[[ Data section, beginning ]]
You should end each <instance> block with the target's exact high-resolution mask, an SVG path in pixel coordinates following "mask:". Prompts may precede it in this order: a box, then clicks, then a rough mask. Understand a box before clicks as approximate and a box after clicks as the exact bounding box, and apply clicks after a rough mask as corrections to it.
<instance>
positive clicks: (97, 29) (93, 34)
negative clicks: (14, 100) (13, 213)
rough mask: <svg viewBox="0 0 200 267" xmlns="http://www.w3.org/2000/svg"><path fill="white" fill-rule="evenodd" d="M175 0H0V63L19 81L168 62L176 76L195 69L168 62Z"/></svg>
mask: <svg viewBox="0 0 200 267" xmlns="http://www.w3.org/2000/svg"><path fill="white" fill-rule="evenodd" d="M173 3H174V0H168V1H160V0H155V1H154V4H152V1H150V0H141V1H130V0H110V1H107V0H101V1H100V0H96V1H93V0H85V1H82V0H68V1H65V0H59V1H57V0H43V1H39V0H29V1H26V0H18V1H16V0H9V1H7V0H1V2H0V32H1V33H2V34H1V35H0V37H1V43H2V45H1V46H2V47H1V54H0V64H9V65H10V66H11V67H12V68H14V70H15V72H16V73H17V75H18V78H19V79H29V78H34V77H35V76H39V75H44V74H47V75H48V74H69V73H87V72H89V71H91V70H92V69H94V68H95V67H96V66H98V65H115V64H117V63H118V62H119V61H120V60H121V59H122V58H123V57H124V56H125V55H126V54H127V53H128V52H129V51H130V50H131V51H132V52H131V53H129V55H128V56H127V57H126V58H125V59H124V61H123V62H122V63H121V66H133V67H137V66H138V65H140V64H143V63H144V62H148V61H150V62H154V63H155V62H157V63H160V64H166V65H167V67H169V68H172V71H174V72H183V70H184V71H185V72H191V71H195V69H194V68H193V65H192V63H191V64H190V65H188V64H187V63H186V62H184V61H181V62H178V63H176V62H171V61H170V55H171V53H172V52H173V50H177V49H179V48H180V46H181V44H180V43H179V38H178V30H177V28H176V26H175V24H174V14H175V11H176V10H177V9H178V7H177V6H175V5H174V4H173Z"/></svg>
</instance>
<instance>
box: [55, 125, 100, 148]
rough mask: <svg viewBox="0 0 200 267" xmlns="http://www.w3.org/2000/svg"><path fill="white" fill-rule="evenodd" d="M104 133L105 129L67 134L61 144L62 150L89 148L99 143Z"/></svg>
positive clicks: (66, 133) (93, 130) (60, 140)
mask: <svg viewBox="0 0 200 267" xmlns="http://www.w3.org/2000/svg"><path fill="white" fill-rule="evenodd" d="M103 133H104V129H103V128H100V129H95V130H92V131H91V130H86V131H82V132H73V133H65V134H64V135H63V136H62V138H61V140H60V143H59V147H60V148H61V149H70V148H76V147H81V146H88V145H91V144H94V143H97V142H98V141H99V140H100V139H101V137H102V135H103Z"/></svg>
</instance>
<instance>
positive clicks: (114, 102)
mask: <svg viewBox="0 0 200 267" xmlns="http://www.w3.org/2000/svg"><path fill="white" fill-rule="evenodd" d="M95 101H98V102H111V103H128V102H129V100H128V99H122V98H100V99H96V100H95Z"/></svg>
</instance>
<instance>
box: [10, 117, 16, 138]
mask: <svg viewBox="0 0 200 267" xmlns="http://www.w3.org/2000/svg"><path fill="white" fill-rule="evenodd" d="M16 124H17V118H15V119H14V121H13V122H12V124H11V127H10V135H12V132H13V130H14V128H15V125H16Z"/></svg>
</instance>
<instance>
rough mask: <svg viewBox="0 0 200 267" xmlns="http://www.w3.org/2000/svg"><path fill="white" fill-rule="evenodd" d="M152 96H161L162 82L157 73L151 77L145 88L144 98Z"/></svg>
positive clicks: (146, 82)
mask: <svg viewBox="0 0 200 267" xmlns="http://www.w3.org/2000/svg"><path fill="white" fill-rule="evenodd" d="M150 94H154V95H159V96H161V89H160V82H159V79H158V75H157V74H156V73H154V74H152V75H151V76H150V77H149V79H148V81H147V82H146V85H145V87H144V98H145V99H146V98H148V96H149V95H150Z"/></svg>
[[ Data section, end ]]
**Exercise aim:**
Substitute "coarse mask" for each occurrence of "rough mask" in the rows running from the start through the line that contains "0H0V63L19 81L168 62L176", and reproduce only those lines with nothing else altered.

**Your response:**
You should end each <instance> block with the target's exact high-resolution mask, an SVG path in pixel coordinates following "mask:". Prompts may precede it in this order: a box, then clicks, then a coarse mask. Understand a box before clicks as approximate and a box after clicks as the exact bounding box, and apply clicks after a coarse mask as corrections to it.
<instance>
positive clicks: (97, 29) (93, 34)
negative clicks: (14, 100) (13, 213)
coarse mask: <svg viewBox="0 0 200 267" xmlns="http://www.w3.org/2000/svg"><path fill="white" fill-rule="evenodd" d="M175 0H0V63L19 81L168 62L176 76L195 69L168 62Z"/></svg>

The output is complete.